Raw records
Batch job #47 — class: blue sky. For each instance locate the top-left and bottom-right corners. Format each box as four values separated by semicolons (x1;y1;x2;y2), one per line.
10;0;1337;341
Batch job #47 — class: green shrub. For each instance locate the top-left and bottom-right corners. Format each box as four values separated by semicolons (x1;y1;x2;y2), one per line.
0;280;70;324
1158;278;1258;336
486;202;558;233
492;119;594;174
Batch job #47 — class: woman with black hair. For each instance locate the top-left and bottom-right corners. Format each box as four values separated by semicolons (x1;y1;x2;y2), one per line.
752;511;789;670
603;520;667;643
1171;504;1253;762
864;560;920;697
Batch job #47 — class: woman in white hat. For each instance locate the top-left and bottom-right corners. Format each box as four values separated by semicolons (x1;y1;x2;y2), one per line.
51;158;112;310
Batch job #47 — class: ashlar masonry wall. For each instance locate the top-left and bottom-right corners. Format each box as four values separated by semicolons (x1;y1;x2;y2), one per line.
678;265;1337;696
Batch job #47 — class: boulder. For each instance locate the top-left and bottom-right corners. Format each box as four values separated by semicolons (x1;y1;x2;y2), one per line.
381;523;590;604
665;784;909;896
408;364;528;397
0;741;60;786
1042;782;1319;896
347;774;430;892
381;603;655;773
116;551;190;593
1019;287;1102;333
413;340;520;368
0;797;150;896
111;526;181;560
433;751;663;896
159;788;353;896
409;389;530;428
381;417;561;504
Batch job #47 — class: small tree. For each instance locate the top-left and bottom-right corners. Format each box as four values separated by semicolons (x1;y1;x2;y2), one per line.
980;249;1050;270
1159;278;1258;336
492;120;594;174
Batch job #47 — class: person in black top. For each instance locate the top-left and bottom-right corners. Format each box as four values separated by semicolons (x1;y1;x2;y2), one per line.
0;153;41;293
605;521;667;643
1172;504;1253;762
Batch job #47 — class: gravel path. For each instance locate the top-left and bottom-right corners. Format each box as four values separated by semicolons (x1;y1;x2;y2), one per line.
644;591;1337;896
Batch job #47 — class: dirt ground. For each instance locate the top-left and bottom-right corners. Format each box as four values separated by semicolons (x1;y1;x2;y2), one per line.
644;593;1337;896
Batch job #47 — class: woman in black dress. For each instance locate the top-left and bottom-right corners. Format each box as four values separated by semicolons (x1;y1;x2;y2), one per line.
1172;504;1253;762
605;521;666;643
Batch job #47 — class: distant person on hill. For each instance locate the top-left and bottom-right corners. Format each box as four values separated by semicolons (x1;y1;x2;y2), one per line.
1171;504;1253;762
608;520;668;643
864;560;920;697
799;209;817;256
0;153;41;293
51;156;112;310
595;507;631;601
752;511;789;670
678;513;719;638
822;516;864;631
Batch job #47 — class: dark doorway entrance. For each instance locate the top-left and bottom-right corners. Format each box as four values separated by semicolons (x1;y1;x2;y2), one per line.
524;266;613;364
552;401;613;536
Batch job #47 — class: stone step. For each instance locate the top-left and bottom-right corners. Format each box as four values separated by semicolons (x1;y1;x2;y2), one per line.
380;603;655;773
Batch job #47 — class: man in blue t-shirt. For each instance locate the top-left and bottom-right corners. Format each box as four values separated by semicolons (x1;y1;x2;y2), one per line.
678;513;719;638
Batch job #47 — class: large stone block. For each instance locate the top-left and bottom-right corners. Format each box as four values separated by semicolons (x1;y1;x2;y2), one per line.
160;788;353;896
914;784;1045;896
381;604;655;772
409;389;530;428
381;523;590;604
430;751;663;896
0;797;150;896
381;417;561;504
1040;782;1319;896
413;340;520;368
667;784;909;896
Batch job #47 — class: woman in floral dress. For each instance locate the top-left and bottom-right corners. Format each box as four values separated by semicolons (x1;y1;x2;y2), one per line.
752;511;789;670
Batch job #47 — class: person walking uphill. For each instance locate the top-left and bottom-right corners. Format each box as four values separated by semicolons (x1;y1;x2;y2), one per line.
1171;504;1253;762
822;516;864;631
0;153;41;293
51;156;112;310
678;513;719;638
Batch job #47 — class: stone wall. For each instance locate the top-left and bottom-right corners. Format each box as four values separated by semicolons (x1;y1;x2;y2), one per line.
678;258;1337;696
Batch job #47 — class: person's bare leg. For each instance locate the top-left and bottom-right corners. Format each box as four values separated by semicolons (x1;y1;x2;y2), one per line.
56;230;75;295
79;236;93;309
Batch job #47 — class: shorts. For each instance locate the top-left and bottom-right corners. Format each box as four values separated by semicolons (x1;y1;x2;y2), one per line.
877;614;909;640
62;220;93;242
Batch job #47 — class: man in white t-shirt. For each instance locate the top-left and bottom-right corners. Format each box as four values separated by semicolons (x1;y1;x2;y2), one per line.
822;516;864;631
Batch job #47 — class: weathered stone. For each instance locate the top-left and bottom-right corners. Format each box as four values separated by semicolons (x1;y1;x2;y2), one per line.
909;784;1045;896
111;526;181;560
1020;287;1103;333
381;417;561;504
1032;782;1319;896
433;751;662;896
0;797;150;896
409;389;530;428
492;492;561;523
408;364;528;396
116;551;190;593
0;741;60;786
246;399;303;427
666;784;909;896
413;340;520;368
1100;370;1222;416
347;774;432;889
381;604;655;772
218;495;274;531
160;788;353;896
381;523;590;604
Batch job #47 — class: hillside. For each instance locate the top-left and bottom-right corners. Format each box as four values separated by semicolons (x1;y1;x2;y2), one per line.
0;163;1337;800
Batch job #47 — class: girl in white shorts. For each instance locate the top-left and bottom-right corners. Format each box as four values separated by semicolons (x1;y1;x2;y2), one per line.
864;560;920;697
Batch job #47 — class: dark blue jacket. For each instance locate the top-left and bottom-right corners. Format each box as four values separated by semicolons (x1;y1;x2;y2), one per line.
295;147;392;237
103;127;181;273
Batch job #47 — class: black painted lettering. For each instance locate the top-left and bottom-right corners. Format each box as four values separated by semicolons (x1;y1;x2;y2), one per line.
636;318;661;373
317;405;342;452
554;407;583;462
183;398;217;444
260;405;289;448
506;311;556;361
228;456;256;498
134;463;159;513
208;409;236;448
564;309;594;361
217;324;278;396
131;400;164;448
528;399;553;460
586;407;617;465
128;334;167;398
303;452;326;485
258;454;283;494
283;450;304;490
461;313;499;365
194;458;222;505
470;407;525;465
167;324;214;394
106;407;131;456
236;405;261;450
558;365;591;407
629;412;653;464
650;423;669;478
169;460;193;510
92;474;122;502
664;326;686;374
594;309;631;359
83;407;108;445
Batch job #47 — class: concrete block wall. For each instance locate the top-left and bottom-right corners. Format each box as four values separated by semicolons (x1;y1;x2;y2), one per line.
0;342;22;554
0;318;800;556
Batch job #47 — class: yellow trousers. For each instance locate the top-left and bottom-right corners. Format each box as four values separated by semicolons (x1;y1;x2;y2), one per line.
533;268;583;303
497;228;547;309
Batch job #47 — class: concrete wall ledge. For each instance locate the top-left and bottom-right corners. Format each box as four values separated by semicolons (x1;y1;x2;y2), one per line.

_EXERCISE TASK:_ Reproduce every one of the lines above word for word.

_EXERCISE SOLUTION:_
Batch job #47 — class: blue sky. For each instance locate the top-left and bottom-right corners. Format each box as four values separated by semicolons (x1;y1;x2;y2), one per line.
10;0;1337;341
Batch job #47 — class: green shrub. For each instance locate the top-left and bottom-right corners. Format each box as four values separated by semicolons (x1;y1;x2;y2), one per line.
0;280;70;324
1158;278;1258;336
486;202;558;233
492;119;594;174
Batch job #47 — class: woman with black hair. For each instance locate the top-left and bottom-right corners. Format each box as four values separated by semicolons (x1;y1;x2;y2), one per line.
752;511;789;670
603;520;667;643
1171;504;1253;762
864;560;920;697
Batch job #47 — class: woman in white hat. For each instance locate the top-left and bottom-right corners. Format each box as four values separated by semicolons (x1;y1;x2;y2), one per line.
51;158;112;310
Batch job #47 — class: ashlar masonry wall. For each instance locate the top-left and bottom-right corners. Format each box as four values separated by semicolons (x1;y1;x2;y2), one per line.
678;265;1337;696
Batch job #47 — class: boulder. For each instance locate the top-left and bottom-right corners. Format each box as four values separated by semicolons (x1;y1;x2;y2), one per line.
381;523;590;604
665;784;909;896
408;364;528;397
0;741;60;786
1042;782;1319;896
347;774;430;892
381;603;655;773
116;551;190;593
1019;287;1102;333
413;340;520;368
0;797;150;896
111;526;181;560
433;751;663;896
159;788;353;896
409;389;530;428
381;417;561;504
Batch job #47 — class: small tree. For each instance locate the top-left and bottom-right corners. Format each box as four values separated by semicolons (x1;y1;x2;y2), one per line.
980;249;1050;270
1159;278;1258;336
492;120;594;174
Batch job #47 — class: person in black top. For each instance locate the top-left and bottom-right corners. Format each box as four values separated by semicolons (x1;y1;x2;y2), one per line.
0;153;41;293
605;521;667;643
1172;504;1253;762
Batch job #47 — class: gravel path. For each instance locate the top-left and bottom-right corners. Format each box as four values separated by semicolons (x1;y1;x2;y2), one per line.
644;591;1337;896
Batch job #47 — class: dirt ground. For each instance locate the top-left and bottom-right corners. Format each box as four values separated by semicolons (x1;y1;x2;y2), one per line.
644;593;1337;896
Batch job #47 — class: woman in black dress. For each instance locate the top-left and bottom-right corners. Format each box as four values separated by semicolons (x1;y1;x2;y2), one per line.
1172;504;1253;762
605;521;666;643
Batch job #47 — class: distant person on hill. For each instance locate the top-left and bottom-right corners. Format each box as four values separated by semicolons (x1;y1;x2;y2), one per line.
1171;504;1253;762
608;520;668;643
864;560;920;697
799;209;817;256
0;153;41;293
51;156;112;310
595;507;631;601
752;511;789;670
678;513;719;638
822;516;864;631
Batch job #47 — class: dark doorway entrance. For each instance locate the top-left and bottom-right corners. Format each box as four values separated by semicolons (x1;y1;x2;y2), one per line.
524;266;613;364
552;401;613;536
Batch job #47 — class: stone step. For each instance locate the top-left and bottom-right corners. Format each box as four values separated by semicolons (x1;y1;x2;y2), one per line.
380;603;655;773
Batch job #47 — class: man in blue t-shirt. For each instance locate the top-left and bottom-right corners. Format each box as four values separated by semicolons (x1;y1;x2;y2), one per line.
678;513;719;638
Batch job #47 — class: large stone block. For each instance locate the top-left and bottom-right corners. Format each box as four values separated by semicolons (x1;y1;x2;y2), one per line.
160;788;353;896
914;784;1045;896
381;604;655;772
409;389;530;428
381;523;590;604
430;751;663;896
0;797;150;896
381;417;561;504
1040;782;1319;896
413;340;520;368
667;784;909;896
Batch job #47 — class: woman in floral dress. For each instance locate the top-left and bottom-right corners. Format each box as four values separated by semicolons (x1;y1;x2;y2), one per line.
752;511;789;670
Batch job #47 — class: person walking uphill. For each instance locate the top-left and bottom-right corners. Format each box as four values separated by semicolons (x1;y1;x2;y2), one per line.
1171;504;1253;762
822;516;864;631
0;153;41;293
51;156;112;310
678;513;719;638
Batch job #47 — class: stone wall. For each instance locate the top-left and bottom-right corners. Format each box as four values separated by semicolons (x1;y1;x2;y2), one per line.
678;258;1337;696
Batch job #47 — class: person's bare leg. For each instance locate the top-left and bottom-right corners. Format each box as four values separated by semicolons (x1;y1;x2;y2), one per line.
56;230;75;295
79;236;93;309
Batch job #47 — class: shorts. For each instance locate the top-left and bottom-right corners. Format each box as four values separated by semicolons (x1;y1;x2;y2), one per line.
877;614;909;640
62;220;93;242
Batch job #47 — class: man in white t-shirt. For each instance locate the top-left and bottom-right corners. Format each box as four values separated by semicolons (x1;y1;x2;y2), one per line.
822;516;864;631
Batch job #47 — class: weathered stone. For each instance locate the top-left and bottom-right corners. Format each box as four values separated by semicolons (x1;y1;x2;y2), one per line.
909;784;1045;896
111;526;181;560
1020;287;1103;333
381;417;561;504
1032;782;1319;896
433;751;662;896
0;797;150;896
409;389;530;428
492;492;561;523
408;364;528;396
116;551;190;593
0;741;60;786
246;399;303;427
666;784;909;896
413;340;520;368
1100;370;1222;416
347;774;432;889
381;604;655;772
218;495;274;531
160;788;353;896
381;523;590;604
Batch job #47 — class: hillside. For each instance locate the top-left and bottom-right corners. Format each box as four values separated by semicolons (x1;y1;x2;y2), one per line.
0;163;1337;800
Batch job #47 — class: girl in white shorts. For each instance locate the top-left and bottom-right corners. Format each box as four values separated by semicolons (x1;y1;x2;y2), one per line.
864;560;920;697
Batch job #47 — class: dark blue jacket. For each instance locate the top-left and bottom-right corners. Format each box as four values separated by semicolons (x1;y1;x2;y2), one per line.
295;147;392;237
103;127;181;273
Batch job #47 — class: black painted lettering. For each instance locate the top-left and bottom-right corners. Format each box as four values separated by semicolons (x1;y1;x2;y2), one per line.
636;318;661;373
317;405;342;452
554;407;583;462
183;398;217;444
260;405;289;448
506;311;556;361
228;456;256;498
134;463;159;513
208;409;236;448
564;309;594;361
217;324;278;396
131;400;164;448
528;399;553;460
586;407;617;465
128;334;167;398
303;452;326;485
258;454;283;494
283;450;304;490
461;313;499;365
194;458;222;505
470;407;525;465
167;324;214;394
106;407;131;456
236;405;261;450
558;365;591;407
629;412;653;464
650;423;669;478
169;460;193;510
92;474;122;502
664;326;686;374
594;309;631;359
83;407;108;445
Batch job #47 — class: concrete block wall. For each instance locate the top-left and bottom-right corners. Format each box as four values separated by semicolons (x1;y1;x2;y2), one per line.
0;342;22;554
0;318;800;556
Batch job #47 — class: yellow trousers. For each instance locate the top-left and bottom-right corners. Format each box as four values separated by semicolons (x1;y1;x2;y2), one per line.
533;268;583;303
497;228;547;309
Batch job #47 — class: concrete wall ledge. For each instance locate the top-left and bottom-right corners. Format each box as four values separated by semicolons (x1;y1;x2;y2), one per line.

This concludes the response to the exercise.